PC chip giant Intel (NASDAQ:INTC) has spent countless billions of dollars in an attempt to capture share in the large market for applications processors targeted at mobile devices.
After falling flat on its face in this market over the last several years, management has quietly "de-emphasized" the mobile market, even going so far as to tell investors back in November of 2015 that between 2014 and 2016 it would be bringing down its mobile-specific operating expenses by about $1 billion.
Although the company claims that it's still investing in this market (although I can't imagine what cutting out $1 billion in operating expenses does to morale within the company's mobile division), it's clear that this is no longer a priority for the chip giant.
At this point, I believe that it would be in the best interests of Intel stockholders if the company were to completely wind down this division. Here's why.
How many years has it been?
Intel has been trying to penetrate the market for mobile silicon for years (since at least 2011) and it has essentially nothing to show for it. The company has never released competitive products in this market and it would appear that the competition is only widening that gap between themselves and what Intel can do.
This is just downright embarrassing. To make matters worse, Intel didn't even bother to dedicate any time during its most recent investor meeting to giving investors some sense of the product pipeline for this market that it has in the works, when it had done so in the past.

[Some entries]

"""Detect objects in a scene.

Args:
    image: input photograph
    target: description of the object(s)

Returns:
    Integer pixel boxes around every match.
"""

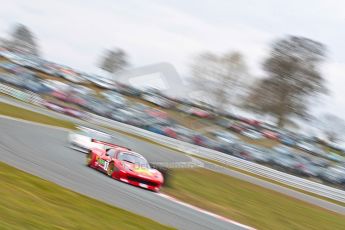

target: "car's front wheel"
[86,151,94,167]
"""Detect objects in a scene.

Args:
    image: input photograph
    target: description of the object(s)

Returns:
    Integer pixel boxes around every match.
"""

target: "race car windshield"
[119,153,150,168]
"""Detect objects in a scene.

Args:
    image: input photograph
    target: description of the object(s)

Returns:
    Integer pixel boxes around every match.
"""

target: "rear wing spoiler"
* * *
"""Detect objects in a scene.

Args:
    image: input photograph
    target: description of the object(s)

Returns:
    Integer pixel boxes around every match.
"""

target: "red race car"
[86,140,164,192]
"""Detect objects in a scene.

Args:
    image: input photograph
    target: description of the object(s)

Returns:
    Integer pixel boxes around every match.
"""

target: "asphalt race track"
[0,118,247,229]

Task prompt :: From the Intel mobile article, repeat the passage between "At this point, I" and "Intel can do.", inclusive. Rely only on the Intel mobile article for this.

Task response ::
At this point, I believe that it would be in the best interests of Intel stockholders if the company were to completely wind down this division. Here's why.
How many years has it been?
Intel has been trying to penetrate the market for mobile silicon for years (since at least 2011) and it has essentially nothing to show for it. The company has never released competitive products in this market and it would appear that the competition is only widening that gap between themselves and what Intel can do.